- [Given text]
Page MenuHomePhabricator

Keep calculating latencies for MediaWiki requests that happen k8s
Open, MediumPublic

Description

Currently, we extract latency data from the apache logs using mtail. We want to keep doing so on k8s, but this might be challenging given how we will have to manage such logs (see the parent task).

What we have now is a latency histogram divided by:

  • cluster
  • status code
  • request handler (might be superfluous)
  • request method
  • endpoint

I still don't have solutions to this problem, but some ideas towards a solution are already in my mind:

From logfiles on centrallog

  • Save the logs on centrallog with short retention,
  • run mtail on such logs

Modify mtail to be able to consume logs from kafka

  • In this idea, we'd be able to just consume a kafka topic directly from mtail
  • It probably requires more work that we actually want to commit to

Use envoy to extract the same data

  • We currently lack some dimensions to the telemetry, like separation between http verbs.
  • We'd have to force an envoy configuration just to separate the telemetry, but the effort might be worth it.

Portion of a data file
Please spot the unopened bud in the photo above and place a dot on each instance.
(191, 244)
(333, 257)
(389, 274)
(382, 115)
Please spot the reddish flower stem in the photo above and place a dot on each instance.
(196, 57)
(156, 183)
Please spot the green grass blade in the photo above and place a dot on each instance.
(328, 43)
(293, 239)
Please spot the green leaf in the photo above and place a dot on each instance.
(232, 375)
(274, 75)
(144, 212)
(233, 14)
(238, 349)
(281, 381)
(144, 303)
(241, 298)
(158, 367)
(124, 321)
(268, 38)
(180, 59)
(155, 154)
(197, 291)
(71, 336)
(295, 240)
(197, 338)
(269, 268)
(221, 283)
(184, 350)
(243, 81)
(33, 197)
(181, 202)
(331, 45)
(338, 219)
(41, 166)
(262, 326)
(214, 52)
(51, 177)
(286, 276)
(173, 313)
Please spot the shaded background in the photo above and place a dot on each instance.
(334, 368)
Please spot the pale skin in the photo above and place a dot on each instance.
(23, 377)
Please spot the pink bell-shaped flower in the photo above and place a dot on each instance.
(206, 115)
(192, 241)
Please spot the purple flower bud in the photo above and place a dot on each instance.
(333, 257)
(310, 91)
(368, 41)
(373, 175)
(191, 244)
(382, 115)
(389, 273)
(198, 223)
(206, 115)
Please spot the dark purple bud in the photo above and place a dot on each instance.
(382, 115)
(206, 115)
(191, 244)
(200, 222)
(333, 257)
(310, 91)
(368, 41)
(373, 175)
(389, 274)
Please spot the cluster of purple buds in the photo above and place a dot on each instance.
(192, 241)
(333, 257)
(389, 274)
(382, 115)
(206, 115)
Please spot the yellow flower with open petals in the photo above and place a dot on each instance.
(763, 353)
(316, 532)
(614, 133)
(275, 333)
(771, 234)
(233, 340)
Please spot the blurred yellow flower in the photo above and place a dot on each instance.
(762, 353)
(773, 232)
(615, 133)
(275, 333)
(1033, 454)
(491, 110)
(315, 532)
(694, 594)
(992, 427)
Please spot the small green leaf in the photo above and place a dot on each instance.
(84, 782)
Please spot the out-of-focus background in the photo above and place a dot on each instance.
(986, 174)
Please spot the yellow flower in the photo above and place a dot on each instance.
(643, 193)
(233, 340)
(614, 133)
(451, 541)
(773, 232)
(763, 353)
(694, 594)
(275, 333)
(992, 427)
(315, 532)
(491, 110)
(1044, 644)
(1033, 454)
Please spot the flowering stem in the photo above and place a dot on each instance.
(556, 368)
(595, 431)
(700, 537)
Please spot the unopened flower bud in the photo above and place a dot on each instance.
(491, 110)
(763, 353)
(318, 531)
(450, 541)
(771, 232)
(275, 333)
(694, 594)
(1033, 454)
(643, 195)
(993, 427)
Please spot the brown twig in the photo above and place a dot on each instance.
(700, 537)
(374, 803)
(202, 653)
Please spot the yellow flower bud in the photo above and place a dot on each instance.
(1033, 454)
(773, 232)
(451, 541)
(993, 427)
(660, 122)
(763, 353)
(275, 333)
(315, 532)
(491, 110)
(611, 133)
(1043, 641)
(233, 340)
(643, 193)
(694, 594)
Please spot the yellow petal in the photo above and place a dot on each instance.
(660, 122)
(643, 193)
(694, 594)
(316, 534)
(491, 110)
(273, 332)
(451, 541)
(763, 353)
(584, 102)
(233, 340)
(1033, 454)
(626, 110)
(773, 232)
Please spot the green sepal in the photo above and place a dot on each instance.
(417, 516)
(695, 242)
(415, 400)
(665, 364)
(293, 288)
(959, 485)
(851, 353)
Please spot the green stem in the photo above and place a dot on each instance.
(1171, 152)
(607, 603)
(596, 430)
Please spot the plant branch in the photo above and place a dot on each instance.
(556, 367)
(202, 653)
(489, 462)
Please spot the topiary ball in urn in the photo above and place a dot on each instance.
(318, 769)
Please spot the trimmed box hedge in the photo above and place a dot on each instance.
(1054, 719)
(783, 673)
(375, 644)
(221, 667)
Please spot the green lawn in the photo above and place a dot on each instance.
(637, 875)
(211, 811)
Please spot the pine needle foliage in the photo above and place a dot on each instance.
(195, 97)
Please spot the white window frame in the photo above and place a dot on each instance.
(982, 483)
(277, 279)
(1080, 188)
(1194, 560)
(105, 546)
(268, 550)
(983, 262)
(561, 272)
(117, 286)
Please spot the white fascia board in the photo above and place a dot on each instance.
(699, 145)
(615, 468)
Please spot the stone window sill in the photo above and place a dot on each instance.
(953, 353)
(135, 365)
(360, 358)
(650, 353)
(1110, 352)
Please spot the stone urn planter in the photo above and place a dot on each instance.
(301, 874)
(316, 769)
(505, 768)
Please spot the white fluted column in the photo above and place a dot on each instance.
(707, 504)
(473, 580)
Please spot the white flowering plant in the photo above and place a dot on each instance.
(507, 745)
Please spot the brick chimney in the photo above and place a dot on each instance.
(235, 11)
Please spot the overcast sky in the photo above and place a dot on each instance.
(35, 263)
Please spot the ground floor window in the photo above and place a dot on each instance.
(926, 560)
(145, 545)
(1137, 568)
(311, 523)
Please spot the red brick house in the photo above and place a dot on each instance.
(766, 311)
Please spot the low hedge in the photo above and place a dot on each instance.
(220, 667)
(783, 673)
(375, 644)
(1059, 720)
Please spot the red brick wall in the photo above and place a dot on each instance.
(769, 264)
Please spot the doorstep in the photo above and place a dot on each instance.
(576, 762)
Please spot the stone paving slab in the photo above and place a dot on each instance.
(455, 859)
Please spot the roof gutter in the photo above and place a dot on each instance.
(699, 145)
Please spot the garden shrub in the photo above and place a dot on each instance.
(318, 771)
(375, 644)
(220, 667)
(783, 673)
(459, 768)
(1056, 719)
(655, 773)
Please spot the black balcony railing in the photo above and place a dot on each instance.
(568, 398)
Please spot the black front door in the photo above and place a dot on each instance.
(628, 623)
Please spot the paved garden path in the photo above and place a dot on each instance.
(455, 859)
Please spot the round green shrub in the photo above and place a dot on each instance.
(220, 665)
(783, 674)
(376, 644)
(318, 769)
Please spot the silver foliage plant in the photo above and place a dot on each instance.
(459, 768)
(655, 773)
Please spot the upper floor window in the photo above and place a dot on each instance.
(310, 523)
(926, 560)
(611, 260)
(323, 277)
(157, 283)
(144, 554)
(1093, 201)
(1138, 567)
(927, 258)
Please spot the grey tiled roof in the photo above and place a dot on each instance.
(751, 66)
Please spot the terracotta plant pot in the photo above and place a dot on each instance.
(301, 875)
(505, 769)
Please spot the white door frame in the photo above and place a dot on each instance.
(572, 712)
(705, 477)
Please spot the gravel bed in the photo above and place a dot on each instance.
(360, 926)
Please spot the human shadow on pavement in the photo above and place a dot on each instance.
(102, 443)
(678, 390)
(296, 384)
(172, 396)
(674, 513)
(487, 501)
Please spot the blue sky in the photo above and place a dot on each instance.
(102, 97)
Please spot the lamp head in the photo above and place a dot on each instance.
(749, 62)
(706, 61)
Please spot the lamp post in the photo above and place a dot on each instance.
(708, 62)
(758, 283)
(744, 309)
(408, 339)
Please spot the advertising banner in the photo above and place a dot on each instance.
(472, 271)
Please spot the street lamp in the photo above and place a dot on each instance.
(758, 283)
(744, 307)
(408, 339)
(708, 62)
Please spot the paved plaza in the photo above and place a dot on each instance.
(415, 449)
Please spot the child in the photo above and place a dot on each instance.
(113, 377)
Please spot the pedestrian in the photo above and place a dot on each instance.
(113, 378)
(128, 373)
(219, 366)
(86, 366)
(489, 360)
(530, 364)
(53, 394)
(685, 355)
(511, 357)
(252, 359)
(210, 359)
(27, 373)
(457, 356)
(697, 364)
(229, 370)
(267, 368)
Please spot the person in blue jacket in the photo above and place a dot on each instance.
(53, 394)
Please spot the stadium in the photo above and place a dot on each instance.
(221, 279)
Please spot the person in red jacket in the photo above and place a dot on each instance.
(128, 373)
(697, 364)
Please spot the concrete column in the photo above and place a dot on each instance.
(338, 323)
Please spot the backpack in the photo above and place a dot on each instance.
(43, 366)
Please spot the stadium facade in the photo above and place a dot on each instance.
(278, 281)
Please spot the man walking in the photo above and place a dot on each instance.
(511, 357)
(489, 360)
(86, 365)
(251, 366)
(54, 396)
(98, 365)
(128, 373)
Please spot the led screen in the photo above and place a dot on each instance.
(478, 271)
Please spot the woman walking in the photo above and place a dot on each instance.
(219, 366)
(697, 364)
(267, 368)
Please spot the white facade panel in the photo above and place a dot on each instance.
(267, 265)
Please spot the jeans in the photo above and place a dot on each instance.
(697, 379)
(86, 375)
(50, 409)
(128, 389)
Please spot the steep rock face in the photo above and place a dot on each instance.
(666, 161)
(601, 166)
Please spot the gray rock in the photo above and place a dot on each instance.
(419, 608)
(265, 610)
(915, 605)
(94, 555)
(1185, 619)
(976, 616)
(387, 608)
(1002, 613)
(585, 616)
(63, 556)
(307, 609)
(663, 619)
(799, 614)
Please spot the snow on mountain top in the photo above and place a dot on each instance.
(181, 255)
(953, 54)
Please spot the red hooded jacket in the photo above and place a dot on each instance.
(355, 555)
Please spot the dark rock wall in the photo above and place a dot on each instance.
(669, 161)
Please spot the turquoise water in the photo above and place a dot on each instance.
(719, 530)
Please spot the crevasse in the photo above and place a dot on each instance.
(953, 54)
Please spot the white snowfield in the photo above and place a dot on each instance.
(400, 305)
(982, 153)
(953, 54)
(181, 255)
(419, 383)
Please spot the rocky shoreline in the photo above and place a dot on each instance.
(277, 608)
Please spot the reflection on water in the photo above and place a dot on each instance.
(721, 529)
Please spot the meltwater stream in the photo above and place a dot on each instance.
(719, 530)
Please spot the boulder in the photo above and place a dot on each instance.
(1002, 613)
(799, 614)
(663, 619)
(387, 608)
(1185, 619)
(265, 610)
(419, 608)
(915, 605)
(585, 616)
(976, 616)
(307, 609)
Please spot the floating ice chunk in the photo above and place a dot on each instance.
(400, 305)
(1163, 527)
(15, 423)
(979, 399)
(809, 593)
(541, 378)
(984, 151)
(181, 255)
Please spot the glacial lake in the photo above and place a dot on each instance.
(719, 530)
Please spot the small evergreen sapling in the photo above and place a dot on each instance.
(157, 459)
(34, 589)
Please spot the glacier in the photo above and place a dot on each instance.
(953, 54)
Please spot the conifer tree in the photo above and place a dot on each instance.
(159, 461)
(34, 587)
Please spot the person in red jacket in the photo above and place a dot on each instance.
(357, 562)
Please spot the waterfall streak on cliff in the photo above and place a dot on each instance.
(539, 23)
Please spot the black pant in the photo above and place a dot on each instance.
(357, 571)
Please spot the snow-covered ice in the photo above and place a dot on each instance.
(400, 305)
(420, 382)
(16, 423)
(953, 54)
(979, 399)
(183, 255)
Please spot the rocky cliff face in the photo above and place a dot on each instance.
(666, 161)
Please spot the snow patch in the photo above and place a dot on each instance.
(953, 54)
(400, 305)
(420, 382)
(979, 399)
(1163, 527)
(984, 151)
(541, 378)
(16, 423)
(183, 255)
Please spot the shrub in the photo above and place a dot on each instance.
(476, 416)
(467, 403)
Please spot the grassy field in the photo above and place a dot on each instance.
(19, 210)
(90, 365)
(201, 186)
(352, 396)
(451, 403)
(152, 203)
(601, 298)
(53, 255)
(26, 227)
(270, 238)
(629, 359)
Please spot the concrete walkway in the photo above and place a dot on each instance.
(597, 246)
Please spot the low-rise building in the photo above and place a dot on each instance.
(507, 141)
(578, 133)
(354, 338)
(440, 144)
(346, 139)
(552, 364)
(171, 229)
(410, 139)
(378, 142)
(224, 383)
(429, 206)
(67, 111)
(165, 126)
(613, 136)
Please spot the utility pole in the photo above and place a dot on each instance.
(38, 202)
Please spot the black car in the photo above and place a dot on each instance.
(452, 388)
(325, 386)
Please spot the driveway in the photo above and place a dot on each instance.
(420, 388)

- [Set problem 1]
According to the latency task, what tool currently extracts latency data from the apache logs?
- [Set problem 2]
Please copy the stretch of the latency task from "Modify mtail to" through "be worth it.".

- [Written solution 1]
mtail

- [Written solution 2]
Modify mtail to be able to consume logs from kafka

  • In this idea, we'd be able to just consume a kafka topic directly from mtail
  • It probably requires more work that we actually want to commit to

Use envoy to extract the same data

  • We currently lack some dimensions to the telemetry, like separation between http verbs.
  • We'd have to force an envoy configuration just to separate the telemetry, but the effort might be worth it.